**REQUIRED WORK:**
Please count the lines in the items below that contain the string "beach", matching case exactly. Reply with the number alone.

**ENTRIES:**
-------------------------

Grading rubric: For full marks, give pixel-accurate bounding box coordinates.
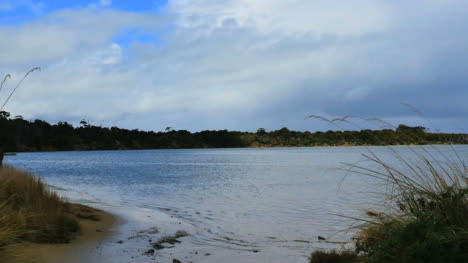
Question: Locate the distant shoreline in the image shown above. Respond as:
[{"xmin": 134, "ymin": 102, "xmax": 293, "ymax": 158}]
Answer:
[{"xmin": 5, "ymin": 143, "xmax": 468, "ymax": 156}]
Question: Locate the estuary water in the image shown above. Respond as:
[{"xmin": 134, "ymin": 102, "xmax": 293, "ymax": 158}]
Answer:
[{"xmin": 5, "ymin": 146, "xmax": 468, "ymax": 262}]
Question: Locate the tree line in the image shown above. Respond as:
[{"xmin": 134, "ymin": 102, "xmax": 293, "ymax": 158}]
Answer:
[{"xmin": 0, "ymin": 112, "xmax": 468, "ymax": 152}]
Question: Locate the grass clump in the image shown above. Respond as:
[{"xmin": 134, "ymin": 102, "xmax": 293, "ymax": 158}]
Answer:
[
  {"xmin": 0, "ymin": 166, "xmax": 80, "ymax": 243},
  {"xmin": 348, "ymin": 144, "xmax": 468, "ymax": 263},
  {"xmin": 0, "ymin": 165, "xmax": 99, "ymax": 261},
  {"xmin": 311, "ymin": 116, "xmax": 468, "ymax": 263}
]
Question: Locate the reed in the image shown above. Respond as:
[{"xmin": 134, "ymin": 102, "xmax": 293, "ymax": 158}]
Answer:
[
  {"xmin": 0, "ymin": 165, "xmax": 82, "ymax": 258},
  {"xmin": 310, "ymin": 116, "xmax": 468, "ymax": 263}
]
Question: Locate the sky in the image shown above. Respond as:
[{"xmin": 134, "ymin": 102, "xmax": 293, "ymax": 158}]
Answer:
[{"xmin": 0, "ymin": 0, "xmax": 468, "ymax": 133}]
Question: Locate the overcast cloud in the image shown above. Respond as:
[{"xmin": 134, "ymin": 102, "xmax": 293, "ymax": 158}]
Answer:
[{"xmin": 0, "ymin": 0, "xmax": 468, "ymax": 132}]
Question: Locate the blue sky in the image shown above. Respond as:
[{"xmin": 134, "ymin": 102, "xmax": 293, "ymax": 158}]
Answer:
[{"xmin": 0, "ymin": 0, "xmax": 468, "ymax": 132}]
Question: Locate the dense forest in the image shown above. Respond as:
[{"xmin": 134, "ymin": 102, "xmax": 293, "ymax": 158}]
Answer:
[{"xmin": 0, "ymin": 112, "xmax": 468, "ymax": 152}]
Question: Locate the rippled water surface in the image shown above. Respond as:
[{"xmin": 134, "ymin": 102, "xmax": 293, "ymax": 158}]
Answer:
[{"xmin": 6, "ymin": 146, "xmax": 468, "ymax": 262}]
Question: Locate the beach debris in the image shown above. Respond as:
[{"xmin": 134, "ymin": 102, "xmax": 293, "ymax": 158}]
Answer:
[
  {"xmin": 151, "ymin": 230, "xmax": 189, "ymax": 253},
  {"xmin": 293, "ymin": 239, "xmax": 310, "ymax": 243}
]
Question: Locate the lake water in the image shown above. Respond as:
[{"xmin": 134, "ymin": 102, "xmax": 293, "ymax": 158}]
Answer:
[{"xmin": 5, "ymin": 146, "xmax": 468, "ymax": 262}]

-------------------------

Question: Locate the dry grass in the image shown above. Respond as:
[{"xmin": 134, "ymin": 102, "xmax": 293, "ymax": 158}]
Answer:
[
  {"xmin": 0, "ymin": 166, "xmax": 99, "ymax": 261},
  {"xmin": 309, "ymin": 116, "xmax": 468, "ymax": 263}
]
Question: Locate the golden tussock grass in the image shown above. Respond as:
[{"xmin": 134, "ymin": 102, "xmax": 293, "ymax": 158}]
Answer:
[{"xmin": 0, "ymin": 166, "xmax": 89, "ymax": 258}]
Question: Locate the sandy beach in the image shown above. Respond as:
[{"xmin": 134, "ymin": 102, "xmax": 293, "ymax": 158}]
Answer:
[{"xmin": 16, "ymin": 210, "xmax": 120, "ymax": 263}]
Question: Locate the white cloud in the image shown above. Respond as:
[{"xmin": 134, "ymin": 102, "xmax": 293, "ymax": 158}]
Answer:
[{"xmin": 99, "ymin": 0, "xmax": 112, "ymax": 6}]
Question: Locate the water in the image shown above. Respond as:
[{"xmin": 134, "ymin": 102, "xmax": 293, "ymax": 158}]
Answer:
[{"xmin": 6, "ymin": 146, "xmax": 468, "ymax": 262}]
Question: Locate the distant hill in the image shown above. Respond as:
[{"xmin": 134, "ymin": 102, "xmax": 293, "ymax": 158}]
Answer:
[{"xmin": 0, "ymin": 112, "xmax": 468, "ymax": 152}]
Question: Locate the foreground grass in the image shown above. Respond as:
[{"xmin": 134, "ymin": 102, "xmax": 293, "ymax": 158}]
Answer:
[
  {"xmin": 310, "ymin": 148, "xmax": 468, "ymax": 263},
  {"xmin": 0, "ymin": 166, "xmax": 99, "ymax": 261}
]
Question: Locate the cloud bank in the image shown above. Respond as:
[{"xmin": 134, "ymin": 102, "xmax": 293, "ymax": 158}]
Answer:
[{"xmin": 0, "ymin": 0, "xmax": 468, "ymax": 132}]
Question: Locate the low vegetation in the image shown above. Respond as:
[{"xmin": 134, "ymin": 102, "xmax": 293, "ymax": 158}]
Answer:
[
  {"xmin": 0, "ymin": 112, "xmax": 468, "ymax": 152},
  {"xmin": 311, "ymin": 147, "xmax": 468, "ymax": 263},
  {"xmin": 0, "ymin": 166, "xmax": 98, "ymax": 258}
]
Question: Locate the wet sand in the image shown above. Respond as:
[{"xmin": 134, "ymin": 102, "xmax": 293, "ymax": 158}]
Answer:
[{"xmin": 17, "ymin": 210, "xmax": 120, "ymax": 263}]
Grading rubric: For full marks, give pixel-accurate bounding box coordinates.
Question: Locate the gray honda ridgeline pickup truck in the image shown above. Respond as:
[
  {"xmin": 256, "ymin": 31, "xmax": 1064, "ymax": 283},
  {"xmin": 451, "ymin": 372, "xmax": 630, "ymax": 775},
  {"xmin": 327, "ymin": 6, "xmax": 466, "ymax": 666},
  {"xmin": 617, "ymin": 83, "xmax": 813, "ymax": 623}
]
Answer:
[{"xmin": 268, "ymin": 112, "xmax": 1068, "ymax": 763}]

-------------------------

**OUTPUT BELOW:**
2